September 10, 2025 by Deborah Bloomfield

While the mention of blood might conjure up images of a crimson red liquid, it turns out the animal world isn’t keen to stick to just the one color (or any color at all) when it comes to this particular body fluid. In fact, scuttling about the forests of New Guinea and the Solomon Islands is a group of skinks with blood so green, it could rival the Hulk’s.

The skinks in question are the Prasinohaema, a genus of lizards that live up in the trees, snacking on insects. From the outside, they look much like you’d expect a skink to look – long and scaly, with little limbs. But inside, they’re the only amniotes that have green blood, and scientists still don’t really know why. 

Well, they know what makes it that color, at least. Prasinohaema skinks have an abundance of a green pigment called biliverdin in their blood – the highest concentration measured in any organism, in fact. This ends up affecting the rest of their bodies too. “The bones are green, the muscles are green, the tissues are green, the tongue and mucosal lining is green,” reptile and amphibian biologist Christopher Austin told NPR.

When we ask why their blood is green, we’re doing so from an evolutionary standpoint. What benefit does green blood have for these lizards? It clearly has some, because, far from an evolutionary fluke, it appears to have evolved independently at least four times and has stuck around. But that doesn’t make sense as, by all accounts, these skinks really should be dead as a doornail.

Biliverdin is produced during the regularly scheduled breakdown of red blood cells, and it’s a waste product that, in humans, you don’t want to be having a lot of. The buildup of biliverdin can lead to a condition called jaundice; this causes a characteristic yellowing of the skin and can end up being fatal.

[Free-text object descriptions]

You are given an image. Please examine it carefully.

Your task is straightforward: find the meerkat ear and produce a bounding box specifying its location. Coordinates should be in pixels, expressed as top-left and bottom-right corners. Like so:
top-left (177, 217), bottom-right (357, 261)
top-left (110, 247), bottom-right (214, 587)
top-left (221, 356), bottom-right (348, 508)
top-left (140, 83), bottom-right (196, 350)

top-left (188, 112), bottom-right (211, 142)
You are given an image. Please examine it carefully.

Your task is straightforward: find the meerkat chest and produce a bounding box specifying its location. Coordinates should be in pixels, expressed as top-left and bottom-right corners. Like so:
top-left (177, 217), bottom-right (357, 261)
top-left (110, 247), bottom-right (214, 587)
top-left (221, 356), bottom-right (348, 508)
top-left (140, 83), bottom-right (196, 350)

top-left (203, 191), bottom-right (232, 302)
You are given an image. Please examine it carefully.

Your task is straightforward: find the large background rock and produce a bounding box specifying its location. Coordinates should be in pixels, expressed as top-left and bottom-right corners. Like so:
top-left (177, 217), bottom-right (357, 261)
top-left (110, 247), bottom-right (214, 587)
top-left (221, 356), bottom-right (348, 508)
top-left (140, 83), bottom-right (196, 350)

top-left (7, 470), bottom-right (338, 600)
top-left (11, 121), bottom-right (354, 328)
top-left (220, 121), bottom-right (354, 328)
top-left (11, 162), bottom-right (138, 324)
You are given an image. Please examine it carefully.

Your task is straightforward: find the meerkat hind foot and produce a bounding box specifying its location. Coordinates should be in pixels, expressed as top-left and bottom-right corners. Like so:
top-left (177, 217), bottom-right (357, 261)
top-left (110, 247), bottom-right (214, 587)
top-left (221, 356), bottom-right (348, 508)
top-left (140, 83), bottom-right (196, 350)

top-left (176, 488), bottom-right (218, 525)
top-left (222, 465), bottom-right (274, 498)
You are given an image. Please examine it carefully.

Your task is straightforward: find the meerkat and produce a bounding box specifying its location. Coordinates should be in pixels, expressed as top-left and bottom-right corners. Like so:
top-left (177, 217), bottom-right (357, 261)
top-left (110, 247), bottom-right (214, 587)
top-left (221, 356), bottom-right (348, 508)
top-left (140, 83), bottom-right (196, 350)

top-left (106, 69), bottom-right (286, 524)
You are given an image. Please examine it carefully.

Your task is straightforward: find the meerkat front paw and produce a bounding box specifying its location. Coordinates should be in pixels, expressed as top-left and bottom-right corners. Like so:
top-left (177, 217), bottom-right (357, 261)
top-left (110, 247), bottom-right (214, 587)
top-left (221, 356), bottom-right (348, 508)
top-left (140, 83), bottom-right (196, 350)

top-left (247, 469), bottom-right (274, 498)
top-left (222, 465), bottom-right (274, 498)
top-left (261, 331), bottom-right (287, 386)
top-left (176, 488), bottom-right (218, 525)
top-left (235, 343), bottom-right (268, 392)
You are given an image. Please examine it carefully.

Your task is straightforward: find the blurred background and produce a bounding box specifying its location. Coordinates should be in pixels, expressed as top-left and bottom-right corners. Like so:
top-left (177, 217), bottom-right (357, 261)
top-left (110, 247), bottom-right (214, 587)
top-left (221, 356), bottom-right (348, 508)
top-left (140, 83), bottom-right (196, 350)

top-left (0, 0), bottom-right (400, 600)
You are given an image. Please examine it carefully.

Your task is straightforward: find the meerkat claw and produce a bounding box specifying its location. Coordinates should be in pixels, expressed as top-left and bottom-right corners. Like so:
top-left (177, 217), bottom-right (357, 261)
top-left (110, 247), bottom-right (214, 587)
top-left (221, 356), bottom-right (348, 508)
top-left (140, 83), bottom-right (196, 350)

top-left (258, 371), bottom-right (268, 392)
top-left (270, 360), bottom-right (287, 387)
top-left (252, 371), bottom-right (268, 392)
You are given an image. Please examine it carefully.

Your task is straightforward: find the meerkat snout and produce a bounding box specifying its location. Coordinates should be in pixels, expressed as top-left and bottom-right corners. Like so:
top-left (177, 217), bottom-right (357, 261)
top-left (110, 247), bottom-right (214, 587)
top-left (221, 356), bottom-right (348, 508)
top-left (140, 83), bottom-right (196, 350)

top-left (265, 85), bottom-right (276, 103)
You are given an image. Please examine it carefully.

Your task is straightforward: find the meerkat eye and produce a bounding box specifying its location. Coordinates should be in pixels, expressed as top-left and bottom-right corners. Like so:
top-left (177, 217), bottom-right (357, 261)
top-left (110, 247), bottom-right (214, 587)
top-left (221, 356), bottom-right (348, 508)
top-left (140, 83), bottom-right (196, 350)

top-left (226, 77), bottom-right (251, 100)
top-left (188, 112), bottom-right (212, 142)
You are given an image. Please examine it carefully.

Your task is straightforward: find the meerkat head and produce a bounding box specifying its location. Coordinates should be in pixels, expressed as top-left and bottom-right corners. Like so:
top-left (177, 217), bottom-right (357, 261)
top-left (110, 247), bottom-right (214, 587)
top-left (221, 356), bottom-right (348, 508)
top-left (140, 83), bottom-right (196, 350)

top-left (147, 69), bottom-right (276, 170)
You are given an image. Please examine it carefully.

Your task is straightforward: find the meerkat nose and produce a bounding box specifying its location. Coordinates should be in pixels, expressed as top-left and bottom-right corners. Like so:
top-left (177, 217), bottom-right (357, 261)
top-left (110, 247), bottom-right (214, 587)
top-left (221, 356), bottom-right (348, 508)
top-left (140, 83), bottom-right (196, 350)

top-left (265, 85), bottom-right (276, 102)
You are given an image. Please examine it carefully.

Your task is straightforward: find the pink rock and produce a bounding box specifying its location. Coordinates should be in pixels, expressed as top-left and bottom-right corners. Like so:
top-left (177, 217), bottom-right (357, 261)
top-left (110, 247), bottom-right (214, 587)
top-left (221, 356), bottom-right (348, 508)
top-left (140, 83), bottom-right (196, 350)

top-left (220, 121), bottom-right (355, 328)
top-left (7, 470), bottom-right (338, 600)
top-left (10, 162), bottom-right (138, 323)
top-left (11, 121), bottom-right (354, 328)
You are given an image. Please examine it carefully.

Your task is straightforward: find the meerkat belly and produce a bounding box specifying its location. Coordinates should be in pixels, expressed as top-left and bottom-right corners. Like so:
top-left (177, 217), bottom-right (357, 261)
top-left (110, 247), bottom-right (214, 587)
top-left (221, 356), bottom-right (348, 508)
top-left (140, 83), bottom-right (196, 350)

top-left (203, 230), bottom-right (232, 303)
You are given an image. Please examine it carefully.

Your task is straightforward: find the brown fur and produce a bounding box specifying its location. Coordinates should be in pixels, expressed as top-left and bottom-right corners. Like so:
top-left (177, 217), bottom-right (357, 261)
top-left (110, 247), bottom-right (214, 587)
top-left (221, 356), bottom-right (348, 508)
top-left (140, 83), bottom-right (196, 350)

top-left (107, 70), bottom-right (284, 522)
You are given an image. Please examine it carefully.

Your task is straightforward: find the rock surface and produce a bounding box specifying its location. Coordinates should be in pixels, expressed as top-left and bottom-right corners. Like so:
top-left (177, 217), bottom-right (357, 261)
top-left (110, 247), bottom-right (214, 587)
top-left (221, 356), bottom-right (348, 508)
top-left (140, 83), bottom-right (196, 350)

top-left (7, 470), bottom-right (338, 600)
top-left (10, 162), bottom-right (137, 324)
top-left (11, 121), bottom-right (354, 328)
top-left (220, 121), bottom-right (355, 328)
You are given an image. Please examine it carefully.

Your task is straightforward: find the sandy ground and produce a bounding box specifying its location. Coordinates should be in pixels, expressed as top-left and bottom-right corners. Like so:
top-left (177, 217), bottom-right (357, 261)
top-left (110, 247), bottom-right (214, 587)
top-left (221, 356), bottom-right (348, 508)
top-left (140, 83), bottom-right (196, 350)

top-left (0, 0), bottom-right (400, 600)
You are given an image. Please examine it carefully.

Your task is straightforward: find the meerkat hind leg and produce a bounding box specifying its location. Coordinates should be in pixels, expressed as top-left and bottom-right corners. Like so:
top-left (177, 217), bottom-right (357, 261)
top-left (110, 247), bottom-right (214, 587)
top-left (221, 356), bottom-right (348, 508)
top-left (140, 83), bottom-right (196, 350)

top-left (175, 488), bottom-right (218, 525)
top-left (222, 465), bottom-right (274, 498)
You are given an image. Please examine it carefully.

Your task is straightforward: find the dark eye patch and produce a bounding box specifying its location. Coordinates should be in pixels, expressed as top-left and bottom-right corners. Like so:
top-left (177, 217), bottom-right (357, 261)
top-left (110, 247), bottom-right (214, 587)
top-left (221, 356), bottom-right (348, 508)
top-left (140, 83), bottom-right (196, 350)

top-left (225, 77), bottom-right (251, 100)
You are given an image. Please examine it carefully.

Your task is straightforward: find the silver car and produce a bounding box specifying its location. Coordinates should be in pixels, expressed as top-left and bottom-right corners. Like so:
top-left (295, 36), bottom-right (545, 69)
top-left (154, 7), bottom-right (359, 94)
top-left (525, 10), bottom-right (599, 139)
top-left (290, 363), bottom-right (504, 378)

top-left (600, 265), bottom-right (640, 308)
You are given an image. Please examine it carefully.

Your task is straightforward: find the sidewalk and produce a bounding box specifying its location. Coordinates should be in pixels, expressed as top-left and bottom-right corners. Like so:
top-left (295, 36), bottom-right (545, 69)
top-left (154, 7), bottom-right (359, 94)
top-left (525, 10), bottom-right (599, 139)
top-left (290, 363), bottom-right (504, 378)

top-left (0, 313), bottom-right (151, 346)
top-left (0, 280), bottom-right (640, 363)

Work request: According to the green-blooded skinks article, what pigment gives Prasinohaema skinks their green blood?

Written response: Biliverdin, a green pigment.